Task :: Put the rows below, from the line with "In the photo above, where can the horse's hoof" up to and including the line with "pixel 349 324", into a JSON list of strings with one string per line and blank lines left out.

Raw records ::
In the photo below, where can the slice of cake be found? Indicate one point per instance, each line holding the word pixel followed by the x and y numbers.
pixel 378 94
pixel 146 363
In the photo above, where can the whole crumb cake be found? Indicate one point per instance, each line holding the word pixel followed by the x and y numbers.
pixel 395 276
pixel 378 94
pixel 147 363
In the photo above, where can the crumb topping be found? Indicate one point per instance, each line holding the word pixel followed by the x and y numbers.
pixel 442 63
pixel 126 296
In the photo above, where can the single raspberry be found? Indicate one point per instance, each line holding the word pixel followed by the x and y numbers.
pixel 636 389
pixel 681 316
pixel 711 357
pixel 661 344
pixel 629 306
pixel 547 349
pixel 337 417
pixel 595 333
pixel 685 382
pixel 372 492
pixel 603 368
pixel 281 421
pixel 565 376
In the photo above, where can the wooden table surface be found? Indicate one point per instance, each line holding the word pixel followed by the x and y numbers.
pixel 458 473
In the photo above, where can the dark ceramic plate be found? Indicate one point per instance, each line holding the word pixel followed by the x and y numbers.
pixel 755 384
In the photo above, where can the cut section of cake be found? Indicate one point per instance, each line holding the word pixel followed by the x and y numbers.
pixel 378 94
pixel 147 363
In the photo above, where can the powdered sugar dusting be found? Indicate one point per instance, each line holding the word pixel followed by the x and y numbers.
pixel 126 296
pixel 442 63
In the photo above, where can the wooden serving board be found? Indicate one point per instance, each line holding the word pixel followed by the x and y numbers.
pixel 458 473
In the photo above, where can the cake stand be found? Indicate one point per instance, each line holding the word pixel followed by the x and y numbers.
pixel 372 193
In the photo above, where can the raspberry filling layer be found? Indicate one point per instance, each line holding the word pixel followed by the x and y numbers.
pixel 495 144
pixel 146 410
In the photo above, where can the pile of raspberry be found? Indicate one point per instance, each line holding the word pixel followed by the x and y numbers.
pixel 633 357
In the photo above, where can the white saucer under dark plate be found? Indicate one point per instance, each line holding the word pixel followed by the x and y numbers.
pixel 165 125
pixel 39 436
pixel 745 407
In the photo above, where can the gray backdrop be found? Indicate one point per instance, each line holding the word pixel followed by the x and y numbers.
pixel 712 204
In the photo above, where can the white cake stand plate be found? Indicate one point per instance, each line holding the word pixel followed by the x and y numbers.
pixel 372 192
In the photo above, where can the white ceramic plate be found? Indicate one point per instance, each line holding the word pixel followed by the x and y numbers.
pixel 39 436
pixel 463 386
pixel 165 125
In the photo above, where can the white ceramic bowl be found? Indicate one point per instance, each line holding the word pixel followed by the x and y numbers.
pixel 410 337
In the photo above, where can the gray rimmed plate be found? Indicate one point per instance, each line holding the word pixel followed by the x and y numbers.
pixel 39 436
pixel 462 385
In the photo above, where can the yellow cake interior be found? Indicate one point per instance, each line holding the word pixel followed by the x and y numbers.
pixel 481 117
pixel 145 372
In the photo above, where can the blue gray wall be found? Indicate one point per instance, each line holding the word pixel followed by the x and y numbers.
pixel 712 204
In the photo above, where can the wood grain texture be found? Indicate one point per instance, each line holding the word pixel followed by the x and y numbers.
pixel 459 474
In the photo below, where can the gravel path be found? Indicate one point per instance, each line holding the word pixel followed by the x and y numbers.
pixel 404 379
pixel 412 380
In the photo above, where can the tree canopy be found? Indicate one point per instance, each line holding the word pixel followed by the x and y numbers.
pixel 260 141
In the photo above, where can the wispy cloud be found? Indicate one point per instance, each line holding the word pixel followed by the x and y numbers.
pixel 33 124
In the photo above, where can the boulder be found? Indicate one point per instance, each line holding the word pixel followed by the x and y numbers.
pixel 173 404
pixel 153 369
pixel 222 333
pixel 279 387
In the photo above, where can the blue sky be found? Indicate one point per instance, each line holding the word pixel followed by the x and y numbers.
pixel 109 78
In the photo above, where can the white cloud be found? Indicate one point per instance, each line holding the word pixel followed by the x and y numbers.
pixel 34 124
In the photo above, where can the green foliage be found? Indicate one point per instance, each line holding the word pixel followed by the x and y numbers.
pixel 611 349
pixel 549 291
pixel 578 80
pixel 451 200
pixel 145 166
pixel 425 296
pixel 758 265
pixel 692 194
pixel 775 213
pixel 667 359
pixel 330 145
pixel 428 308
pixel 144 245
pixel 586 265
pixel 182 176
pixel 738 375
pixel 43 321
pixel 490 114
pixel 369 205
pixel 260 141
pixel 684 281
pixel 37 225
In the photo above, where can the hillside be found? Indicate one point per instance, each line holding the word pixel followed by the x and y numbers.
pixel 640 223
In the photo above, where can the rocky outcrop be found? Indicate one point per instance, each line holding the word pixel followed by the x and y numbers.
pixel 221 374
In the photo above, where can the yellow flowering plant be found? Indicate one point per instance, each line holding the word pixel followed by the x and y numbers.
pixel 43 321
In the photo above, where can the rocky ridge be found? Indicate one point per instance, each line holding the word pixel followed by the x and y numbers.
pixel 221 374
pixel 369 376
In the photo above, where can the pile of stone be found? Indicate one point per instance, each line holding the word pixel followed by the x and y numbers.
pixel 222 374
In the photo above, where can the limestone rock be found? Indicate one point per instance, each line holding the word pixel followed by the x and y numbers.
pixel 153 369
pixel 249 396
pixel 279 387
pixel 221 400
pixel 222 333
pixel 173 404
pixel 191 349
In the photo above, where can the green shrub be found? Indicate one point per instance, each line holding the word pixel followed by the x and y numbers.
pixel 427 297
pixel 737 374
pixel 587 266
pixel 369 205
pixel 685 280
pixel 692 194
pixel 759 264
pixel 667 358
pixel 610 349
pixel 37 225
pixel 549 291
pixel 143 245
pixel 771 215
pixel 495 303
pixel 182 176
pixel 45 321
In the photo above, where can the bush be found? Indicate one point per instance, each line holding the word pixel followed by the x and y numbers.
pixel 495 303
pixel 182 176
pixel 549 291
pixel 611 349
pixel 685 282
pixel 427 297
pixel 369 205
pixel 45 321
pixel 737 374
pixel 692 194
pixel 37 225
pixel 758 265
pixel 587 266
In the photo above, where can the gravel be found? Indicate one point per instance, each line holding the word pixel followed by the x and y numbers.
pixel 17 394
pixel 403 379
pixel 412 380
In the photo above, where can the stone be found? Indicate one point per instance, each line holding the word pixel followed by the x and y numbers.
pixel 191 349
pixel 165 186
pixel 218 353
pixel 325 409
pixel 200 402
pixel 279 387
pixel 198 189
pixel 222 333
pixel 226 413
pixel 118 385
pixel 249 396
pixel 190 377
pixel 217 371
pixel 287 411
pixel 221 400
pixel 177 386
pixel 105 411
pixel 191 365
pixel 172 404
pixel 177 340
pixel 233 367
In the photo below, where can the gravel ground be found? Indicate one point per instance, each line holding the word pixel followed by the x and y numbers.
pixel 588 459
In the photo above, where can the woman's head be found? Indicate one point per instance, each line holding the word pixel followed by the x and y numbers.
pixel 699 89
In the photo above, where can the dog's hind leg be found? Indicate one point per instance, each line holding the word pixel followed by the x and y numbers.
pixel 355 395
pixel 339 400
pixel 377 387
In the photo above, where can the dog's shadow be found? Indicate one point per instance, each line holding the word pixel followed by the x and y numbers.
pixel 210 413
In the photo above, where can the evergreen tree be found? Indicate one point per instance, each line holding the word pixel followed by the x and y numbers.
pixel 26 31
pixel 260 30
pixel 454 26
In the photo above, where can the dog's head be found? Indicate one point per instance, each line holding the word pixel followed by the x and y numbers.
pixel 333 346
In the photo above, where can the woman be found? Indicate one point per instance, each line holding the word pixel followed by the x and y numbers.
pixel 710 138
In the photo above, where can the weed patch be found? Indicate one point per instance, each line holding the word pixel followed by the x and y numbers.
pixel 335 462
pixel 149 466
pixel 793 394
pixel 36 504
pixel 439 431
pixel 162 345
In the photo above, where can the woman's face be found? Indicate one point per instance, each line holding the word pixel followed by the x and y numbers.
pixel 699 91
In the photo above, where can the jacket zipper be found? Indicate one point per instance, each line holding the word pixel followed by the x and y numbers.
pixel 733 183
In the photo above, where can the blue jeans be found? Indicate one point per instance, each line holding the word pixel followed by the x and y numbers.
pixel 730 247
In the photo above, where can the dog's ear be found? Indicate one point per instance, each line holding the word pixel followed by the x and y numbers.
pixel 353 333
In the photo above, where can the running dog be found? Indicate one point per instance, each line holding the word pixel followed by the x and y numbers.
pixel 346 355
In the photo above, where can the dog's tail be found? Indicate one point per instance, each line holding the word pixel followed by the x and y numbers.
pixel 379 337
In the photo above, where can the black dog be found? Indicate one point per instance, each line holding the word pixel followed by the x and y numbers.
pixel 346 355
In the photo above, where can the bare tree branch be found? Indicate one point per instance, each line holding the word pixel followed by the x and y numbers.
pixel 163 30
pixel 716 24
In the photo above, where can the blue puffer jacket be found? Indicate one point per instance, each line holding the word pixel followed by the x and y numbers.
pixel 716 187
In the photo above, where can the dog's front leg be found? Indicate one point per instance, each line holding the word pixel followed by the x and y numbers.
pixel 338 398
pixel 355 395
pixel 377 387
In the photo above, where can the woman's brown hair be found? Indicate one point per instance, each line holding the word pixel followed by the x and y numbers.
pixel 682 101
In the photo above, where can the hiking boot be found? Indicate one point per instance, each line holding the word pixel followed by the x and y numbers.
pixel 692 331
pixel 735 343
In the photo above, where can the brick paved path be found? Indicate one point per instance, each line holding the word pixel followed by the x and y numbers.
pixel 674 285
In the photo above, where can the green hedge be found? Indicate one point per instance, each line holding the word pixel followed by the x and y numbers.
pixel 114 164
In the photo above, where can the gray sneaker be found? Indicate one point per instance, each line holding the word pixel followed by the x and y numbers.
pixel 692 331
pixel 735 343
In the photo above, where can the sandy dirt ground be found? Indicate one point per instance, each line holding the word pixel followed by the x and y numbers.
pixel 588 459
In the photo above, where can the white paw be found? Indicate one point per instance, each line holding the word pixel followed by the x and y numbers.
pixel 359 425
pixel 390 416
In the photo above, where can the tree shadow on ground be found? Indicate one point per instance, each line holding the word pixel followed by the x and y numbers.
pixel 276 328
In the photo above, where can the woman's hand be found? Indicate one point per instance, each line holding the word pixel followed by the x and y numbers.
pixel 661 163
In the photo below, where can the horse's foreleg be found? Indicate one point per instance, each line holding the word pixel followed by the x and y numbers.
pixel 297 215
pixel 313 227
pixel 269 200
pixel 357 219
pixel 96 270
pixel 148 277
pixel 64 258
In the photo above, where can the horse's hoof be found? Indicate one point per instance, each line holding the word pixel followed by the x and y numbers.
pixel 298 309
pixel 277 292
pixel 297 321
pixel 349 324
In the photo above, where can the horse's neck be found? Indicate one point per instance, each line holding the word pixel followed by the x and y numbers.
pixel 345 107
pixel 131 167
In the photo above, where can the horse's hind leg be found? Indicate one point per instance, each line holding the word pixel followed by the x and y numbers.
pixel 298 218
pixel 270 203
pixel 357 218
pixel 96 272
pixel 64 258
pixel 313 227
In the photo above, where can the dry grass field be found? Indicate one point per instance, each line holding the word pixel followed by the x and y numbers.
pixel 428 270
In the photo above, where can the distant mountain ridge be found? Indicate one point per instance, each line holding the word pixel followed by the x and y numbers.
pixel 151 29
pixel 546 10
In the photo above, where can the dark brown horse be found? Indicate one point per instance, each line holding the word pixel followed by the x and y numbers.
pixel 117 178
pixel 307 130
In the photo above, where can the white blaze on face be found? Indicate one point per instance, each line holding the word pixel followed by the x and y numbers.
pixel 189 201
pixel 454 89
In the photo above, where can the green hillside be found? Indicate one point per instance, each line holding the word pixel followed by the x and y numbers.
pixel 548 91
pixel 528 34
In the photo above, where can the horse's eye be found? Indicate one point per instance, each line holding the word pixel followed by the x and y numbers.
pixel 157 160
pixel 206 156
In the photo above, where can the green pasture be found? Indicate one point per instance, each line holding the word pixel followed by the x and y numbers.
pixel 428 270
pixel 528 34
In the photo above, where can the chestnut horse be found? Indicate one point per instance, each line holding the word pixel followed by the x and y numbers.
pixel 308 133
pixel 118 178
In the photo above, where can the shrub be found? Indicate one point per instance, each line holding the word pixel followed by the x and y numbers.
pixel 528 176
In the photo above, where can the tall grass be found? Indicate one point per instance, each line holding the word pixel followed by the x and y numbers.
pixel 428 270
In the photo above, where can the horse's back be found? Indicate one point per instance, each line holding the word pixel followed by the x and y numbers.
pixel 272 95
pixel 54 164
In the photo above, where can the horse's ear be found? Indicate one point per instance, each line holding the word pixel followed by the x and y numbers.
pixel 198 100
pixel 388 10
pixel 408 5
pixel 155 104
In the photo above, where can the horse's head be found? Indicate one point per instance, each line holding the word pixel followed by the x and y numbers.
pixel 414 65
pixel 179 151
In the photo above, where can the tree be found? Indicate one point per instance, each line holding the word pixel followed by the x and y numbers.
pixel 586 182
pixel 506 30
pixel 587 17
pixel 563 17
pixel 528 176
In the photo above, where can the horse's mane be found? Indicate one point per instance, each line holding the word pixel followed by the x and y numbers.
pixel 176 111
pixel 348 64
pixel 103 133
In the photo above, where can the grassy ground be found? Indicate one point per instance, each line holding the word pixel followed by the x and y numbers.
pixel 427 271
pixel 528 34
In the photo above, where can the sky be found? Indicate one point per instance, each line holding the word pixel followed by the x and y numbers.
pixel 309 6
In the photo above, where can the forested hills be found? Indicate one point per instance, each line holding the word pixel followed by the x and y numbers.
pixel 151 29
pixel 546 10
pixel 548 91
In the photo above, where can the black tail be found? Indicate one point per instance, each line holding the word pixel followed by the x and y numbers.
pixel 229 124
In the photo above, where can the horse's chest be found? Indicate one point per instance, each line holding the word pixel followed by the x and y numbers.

Exercise solution ::
[
  "In the photo above, where can the horse's hoof be found? Indicate one point per instance, each line holding the word pixel followed by the x and y numbers.",
  "pixel 298 309",
  "pixel 277 292",
  "pixel 297 321",
  "pixel 349 324"
]